[How to complete this task]
From the account below of a grandfather's death, list every length of time given in a named unit such as seconds, minutes or hours.

[Reading text]
After awhile, my Dad asked for the chaplain to lead a prayer and we all held hands with Grandpa. He started with "Lord..." and paused. It was quite a long pause, but I recognized what was happening (a little later) from a Bible verse "The Holy Spirit will give you the words to say at the moment when you need them". Luke 12:12. I wish I remembered more specifically what he said, but it was basically a plea for Jesus to enter the room. And that He did. Almost immediately Grandpa's breathing got noticably calmer. We commented on that and felt reassured. I noticed something strange though and it looked like coinciding with the moment of calmer breathing his pulse switched from one side of his neck to the other. Over the next 30 seconds though, I noticed something wrong– the pulse over on that side was noticeably fading. He died not less than 5 minutes after that prayer.
The next hour at the hospital are still a blur, but one thing I remember feeling strangely inspired to do was open the blinds to let the sun back into the room. In the previous Googling I had done in an effort to understand Grandpa's desire to take off his clothes had also suggested making the room darker which we almost immediately did. When advice comes to us under the auspices of smart men of science, we instinctively obey. As I thought about it though, and knowing how quickly uninspired those "smart men of science" become in the case of lost causes where death is inevitable, I started to have doubts about the internet's advice. I don't know about others, but I feel God's presence more in the sun than in the dark and I would probably prefer myself to die in the light than the dark, even if its the light of god thats provoking me to get naked and make everybody else in the room feel awkward.

[Given data]
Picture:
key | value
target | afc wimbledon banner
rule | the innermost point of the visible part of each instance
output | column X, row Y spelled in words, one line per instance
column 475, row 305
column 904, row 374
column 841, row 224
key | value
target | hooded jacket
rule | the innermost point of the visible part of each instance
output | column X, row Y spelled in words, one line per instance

[Result of this exercise]
30 seconds
5 minutes
the next hour